Written request: Render every line of the data below as a Markdown table with the columns Number and Content, skipping blank lines. Leave the pictures out of the table.

Material:
* Start *

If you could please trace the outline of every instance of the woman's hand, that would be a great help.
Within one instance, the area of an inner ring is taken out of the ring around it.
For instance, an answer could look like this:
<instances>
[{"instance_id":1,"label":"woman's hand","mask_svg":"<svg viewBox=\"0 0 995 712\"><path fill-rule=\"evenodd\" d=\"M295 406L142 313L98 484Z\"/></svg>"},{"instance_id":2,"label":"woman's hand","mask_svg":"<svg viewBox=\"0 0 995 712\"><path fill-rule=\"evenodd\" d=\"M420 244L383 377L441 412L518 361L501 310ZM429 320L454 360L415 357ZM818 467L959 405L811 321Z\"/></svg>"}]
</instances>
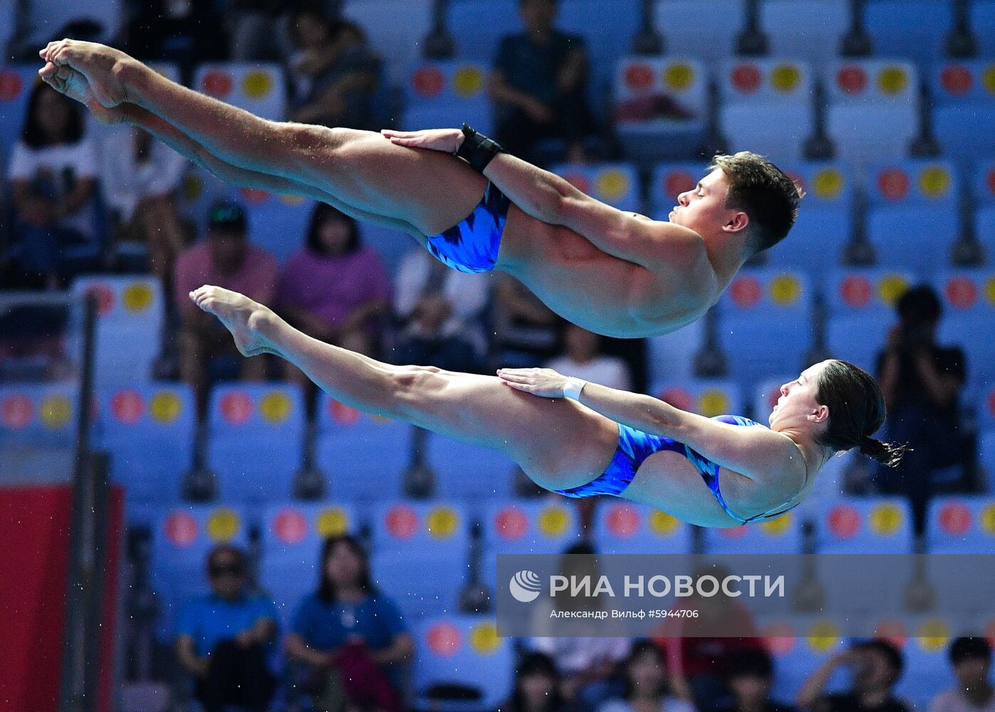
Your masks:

* End *

Task answer:
| Number | Content |
|---|---|
| 1 | If you could please trace the outline of every instance of the woman's hand, that would be a great help. |
| 2 | Within one instance, the area of an inner ring is taken out of the ring around it. |
| 3 | For instance, an answer could look like this: |
| 4 | <instances> |
| 5 | [{"instance_id":1,"label":"woman's hand","mask_svg":"<svg viewBox=\"0 0 995 712\"><path fill-rule=\"evenodd\" d=\"M295 406L142 313L98 484Z\"/></svg>"},{"instance_id":2,"label":"woman's hand","mask_svg":"<svg viewBox=\"0 0 995 712\"><path fill-rule=\"evenodd\" d=\"M420 244L383 377L441 412L518 361L501 310ZM429 320L454 360L415 357ZM818 467L959 405L811 321Z\"/></svg>"}] |
| 6 | </instances> |
| 7 | Your masks: |